- **RECORDS SUPPLIED**:
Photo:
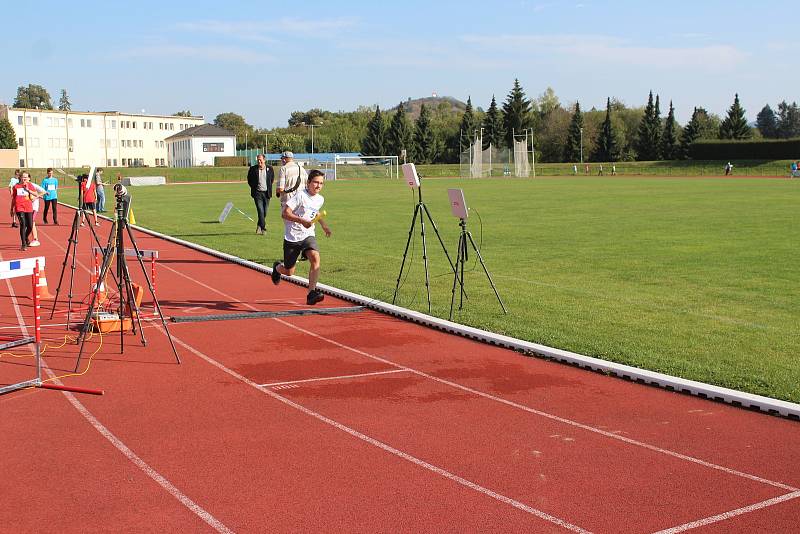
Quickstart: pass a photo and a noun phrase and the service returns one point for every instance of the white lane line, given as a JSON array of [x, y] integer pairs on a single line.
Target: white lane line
[[209, 519], [512, 404], [333, 378], [388, 448], [732, 513]]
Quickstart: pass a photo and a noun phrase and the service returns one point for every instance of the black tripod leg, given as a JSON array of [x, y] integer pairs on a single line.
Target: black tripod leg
[[456, 280], [472, 242], [72, 243], [405, 252], [425, 259], [152, 293]]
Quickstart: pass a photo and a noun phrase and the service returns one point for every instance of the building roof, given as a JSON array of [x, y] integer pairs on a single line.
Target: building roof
[[204, 130]]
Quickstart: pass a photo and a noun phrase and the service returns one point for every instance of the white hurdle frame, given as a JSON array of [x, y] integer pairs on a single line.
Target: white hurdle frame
[[15, 269]]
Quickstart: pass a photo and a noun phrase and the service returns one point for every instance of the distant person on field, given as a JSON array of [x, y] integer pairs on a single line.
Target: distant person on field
[[100, 188], [89, 195], [22, 195], [299, 217], [50, 185], [292, 177], [260, 177]]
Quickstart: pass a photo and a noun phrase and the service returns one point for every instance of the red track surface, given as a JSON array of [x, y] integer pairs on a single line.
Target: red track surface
[[438, 434]]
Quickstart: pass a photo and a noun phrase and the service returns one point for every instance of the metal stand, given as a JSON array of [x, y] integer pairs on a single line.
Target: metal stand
[[127, 300], [72, 247], [460, 261], [421, 211]]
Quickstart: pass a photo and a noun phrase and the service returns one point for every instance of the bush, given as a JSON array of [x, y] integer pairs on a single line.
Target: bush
[[768, 149], [230, 161]]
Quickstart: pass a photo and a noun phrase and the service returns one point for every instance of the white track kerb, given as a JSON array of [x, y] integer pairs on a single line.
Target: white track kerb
[[706, 391]]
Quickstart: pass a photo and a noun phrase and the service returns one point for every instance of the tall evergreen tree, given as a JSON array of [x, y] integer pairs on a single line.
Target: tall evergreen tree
[[374, 141], [767, 122], [469, 125], [648, 143], [734, 126], [691, 133], [573, 149], [63, 103], [8, 139], [517, 116], [493, 132], [606, 148], [669, 141], [425, 144], [788, 120], [400, 136]]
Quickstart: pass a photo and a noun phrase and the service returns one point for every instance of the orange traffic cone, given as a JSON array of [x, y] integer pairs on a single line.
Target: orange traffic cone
[[44, 293]]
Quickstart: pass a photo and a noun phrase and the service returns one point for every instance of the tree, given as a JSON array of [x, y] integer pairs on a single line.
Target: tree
[[8, 138], [63, 103], [691, 132], [669, 141], [468, 127], [425, 143], [767, 122], [236, 124], [788, 120], [373, 144], [573, 151], [607, 148], [492, 126], [33, 96], [399, 137], [516, 113], [648, 143], [735, 125]]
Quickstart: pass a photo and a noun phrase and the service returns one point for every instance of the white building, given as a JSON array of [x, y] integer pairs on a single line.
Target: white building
[[199, 145], [54, 138]]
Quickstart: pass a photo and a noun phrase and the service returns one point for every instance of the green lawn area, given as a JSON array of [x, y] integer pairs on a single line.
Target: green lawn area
[[697, 278]]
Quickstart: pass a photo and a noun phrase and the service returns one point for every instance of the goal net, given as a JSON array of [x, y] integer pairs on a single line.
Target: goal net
[[364, 167]]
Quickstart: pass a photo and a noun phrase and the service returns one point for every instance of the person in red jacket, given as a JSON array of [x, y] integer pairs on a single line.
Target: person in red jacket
[[89, 195], [22, 195]]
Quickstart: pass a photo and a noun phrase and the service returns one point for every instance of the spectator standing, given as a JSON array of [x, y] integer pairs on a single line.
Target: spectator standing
[[260, 177], [50, 186]]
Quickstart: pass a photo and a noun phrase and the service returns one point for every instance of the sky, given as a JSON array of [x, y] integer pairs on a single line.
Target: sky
[[265, 59]]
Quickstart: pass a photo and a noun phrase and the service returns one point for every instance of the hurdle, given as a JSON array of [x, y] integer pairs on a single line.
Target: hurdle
[[16, 269]]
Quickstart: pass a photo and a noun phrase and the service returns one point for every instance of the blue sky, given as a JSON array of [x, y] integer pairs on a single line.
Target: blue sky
[[266, 59]]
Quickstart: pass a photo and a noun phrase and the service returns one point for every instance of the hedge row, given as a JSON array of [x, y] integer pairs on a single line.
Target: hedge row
[[761, 149], [230, 161]]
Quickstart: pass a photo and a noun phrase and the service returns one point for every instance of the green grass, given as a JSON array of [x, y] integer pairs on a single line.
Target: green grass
[[697, 278]]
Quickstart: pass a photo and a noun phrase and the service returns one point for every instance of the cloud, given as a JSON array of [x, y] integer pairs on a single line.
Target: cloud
[[601, 49], [224, 54]]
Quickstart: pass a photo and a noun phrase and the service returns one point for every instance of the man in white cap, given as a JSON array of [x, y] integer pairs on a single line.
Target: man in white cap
[[292, 177]]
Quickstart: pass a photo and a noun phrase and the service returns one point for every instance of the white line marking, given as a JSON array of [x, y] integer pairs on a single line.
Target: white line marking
[[372, 441], [121, 447], [570, 422], [333, 378], [733, 513]]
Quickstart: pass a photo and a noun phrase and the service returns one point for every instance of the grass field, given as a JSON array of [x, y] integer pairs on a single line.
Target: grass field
[[697, 278]]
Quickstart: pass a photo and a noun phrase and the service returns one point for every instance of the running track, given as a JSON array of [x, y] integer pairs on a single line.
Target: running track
[[357, 422]]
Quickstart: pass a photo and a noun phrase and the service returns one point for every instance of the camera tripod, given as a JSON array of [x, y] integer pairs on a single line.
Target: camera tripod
[[72, 248], [127, 299], [461, 259], [421, 211]]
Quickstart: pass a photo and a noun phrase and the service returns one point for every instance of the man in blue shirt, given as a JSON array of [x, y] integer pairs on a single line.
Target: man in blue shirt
[[50, 186]]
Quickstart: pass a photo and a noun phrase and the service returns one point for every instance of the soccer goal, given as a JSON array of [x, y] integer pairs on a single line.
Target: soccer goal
[[363, 167]]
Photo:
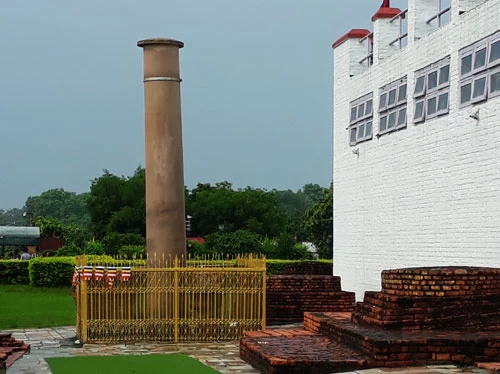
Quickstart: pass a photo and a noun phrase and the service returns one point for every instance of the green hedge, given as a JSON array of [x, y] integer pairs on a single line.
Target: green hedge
[[298, 267], [58, 271], [51, 271], [14, 272]]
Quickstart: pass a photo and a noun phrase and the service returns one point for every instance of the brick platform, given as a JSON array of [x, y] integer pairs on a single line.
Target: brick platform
[[10, 350], [298, 351], [445, 315], [459, 298], [289, 296]]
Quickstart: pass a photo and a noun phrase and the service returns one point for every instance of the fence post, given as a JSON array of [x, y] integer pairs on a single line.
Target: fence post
[[264, 306], [176, 299], [83, 310]]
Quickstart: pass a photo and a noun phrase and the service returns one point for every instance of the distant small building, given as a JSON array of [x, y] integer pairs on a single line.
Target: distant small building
[[417, 140], [311, 248], [20, 236]]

- **ABOUT THIS TASK**:
Every record above should come back exactly, but without its pictures.

- **YOUR SOLUTION**:
Photo:
Quickstart: pass a photo and a noun phrase and the service returns one point for every instance of the white lane line, given as a JSON array of [x, y] integer pairs on a single line.
Target: white lane line
[[209, 519], [512, 404], [333, 378], [388, 448], [732, 513]]
Quickstart: pass a photo and a noun phrase and the service returns one point for every instance of the black tripod leg, given as a JSON array of [x, y] integer pairs on a single line.
Target: black tripod leg
[[456, 280], [472, 242], [72, 243], [405, 252], [425, 259], [152, 293]]
Quickstart: pass a photo and a noun phrase and the service returns one point for every instance of the building roof, given as a JSON array of [x, y] integer pairs on a single line.
Target: building roof
[[204, 130]]
Quickstart: pass a photo and a noun phrase and the service returns one point for every instance of the white hurdle frame, given as a JSON array of [x, y] integer pairs on a single line.
Target: white hurdle frame
[[15, 269]]
Quickstart: pass a photo and a noun phrase and the service returns one point for every instance of the distant person on field, given as a JSON array of [x, y] integer pairs on a single line.
Target: distant person on field
[[100, 188], [89, 195], [22, 195], [299, 217], [50, 185], [292, 177], [260, 177]]
Quickstart: pass a photo and a noun phrase and the service returns one point for every instance of the red track surface, given as a JSON array of [x, y] integer pairs on a single line.
Target: red track surface
[[438, 434]]
Quickstart: pass a photo and a noun phrase and the service returns one point for every instance of the metal stand, given as a JSON array of [x, y] integer pairs on a single line.
Target: metal stand
[[127, 300], [72, 247], [460, 261], [421, 211]]
Quickstart: pass a photo and a noun phrase and the service returns one point for every instance of the bush, given as a JSON array of [x, y] integer pairs on a single line.
Target: bush
[[768, 149], [230, 161]]
Quickstart: pass a photo and a noun phrase and the service returns one point for every instance of the white track kerb, given as a JSON array of [x, y] integer pairs on a single line.
Target: white track kerb
[[706, 391]]
Quickstart: pass a photo and a noun phrase and the service returns one point for every instance of the tall evergreen tree, given as a JSON array of [x, y] integer pairs on a single line.
Target: tall evergreen tree
[[374, 141], [767, 122], [469, 125], [648, 143], [734, 126], [691, 133], [573, 149], [63, 103], [8, 139], [517, 116], [493, 132], [606, 148], [669, 141], [425, 144], [788, 120], [400, 136]]
Quickstart: pass a photo and a noun phrase and the service returns one point for every instance of the orange traffic cone, given as a JSON array of [x, y] integer pairs on a single line.
Target: orange traffic cone
[[44, 293]]
Quickstart: pass a photo and a noun phrase and the service returns one point for every instance of the tree, given as a JSON array of [x, y] integer pairs on a single line.
Target: tree
[[8, 138], [63, 103], [691, 132], [669, 141], [468, 127], [425, 143], [767, 122], [236, 124], [788, 120], [373, 144], [573, 151], [607, 148], [492, 126], [33, 96], [399, 137], [516, 113], [648, 143], [735, 125]]
Quickstart: pass a photo and a noun phrase and the service returns one point for every instance of the white building, given as a JSON array of [x, y] integer pairs on a single line.
Target: white building
[[199, 145], [54, 138]]
Quickstart: pass a photo and a noun phrase and the service returns one point for every instance of the green lawn area, given as a JSON array of [x, y] integer pairs on a single line.
Target: green lawn area
[[697, 278]]
Quickstart: pass a photo and a noun phrase and the service returns one point for every instance of the goal net, given as a JSON array of [x, y] integer pairs on a single line.
Target: goal net
[[364, 167]]
Quickstart: pass a photo and a noun phrase and the service returns one point for every instance of the person in red jacket, given as a JSON array of [x, y] integer pairs on a single line.
Target: person in red jacket
[[89, 195], [22, 195]]
Quickstart: pass a photo and a noun phrase and the service returns one point for every instance of the spectator standing, given as a JSON array of [x, y] integer pairs on a single line.
Target: spectator standing
[[260, 177], [50, 186]]
Quickstart: pass a photo and a noun phrase and the service returns one point for every instance of the sky, given as a JSON array of [x, y] integer pairs on a single line.
Target: sky
[[265, 59]]
Quickstart: pass a photo and a noun phrase and the service returns one point for every instance of the hurdle, given as a JSON array of [x, y] integer pairs on a single line.
Target: hurdle
[[16, 269]]
Quickstart: pass a photo and a noun phrase and the service returns one point for every instance of the blue sky, given as a JSON array of [x, y] integer pairs on a single line.
Target: blue sky
[[266, 59]]
Quickstart: pass a photo and a noun phrase and the service returns one point for every instance of the hedge row, given as a JSON array of [x, y] integer pairs on a single line.
Target: hedge row
[[761, 149], [230, 161]]
Quickstart: pass a photo and a noun phrase and the service returns one point for every instance of the green grass, given as a JSON array of [x, y] integer pairs on a single line.
Target: green grass
[[697, 278]]
Quickstart: pass a photo and a noun phrase and the service returns one point for every instance of the cloud, given as a JSON array of [x, y] integer pairs on a single line.
Target: cloud
[[601, 49], [224, 54]]
Quickstart: pass a photo and a noun phrase and the service returns one point for every instance of the man in white cap, given as a JSON array of [x, y] integer pairs on a single line.
Target: man in white cap
[[292, 177]]
Quickstart: pass a photo and a noun phrase and the service returns one point for every instance of the white line marking, given as a JSON array of [x, y] integer pairs on a single line.
Target: white line marking
[[372, 441], [121, 447], [570, 422], [333, 378], [733, 513]]
Quickstart: pass a photo and a noun phrase and the service returns one point for every instance of the grass field, given as a JSON array of [x, y] integer pairs on a single line.
Target: grass field
[[697, 278]]
Quickstart: pass a photo and a noun phrase and the service returns one point for every instance of the running track, given as a JSON array of [x, y] integer pairs on a single line.
Target: running track
[[357, 422]]
Quickstart: pass a photo and a noun phrase and the service returns one point for every instance of the camera tripod, given as a JSON array of [x, y] integer pairs on a single line.
Target: camera tripod
[[72, 248], [127, 299], [461, 259], [421, 211]]
Quickstart: pass a photo and a noun phrase and the service returns one point for every instance of the man in blue shirt, given as a JSON array of [x, y] integer pairs on a single line.
Target: man in blue shirt
[[50, 186]]
Quickstart: pass a photo and a noun phrase and the service returns one point for every instance of the soccer goal, given as a JSON array of [x, y] integer pairs on a single line.
Target: soccer goal
[[363, 167]]
Photo:
Quickstart: pass a photo and a noun phrase and the service returns one point for every instance of the green hedge, given as a JSON array of [x, y] integer pairs on a single line.
Target: green hedge
[[298, 267], [58, 271], [51, 271], [14, 272]]
Quickstart: pass a photo and a noun phrase and the service returns one point for every instance of the brick platform, given as a JSON array of [x, y] integer pairs on a single line.
Target: brick platform
[[10, 350], [298, 351], [445, 315], [459, 298], [289, 296]]
Quickstart: pass a photo and a noun phrase and the service returns one point for every instance of the fence post, given as a JSON array of [x, y] integer pairs on a single line.
Target: fence post
[[264, 306], [176, 299], [83, 310]]
Quickstart: pass a photo and a noun phrase and the service returns one point for every instance of the distant small building, given as a JSON array of [x, y] integer pairs on a single line.
Target: distant small building
[[417, 140], [311, 248], [20, 236]]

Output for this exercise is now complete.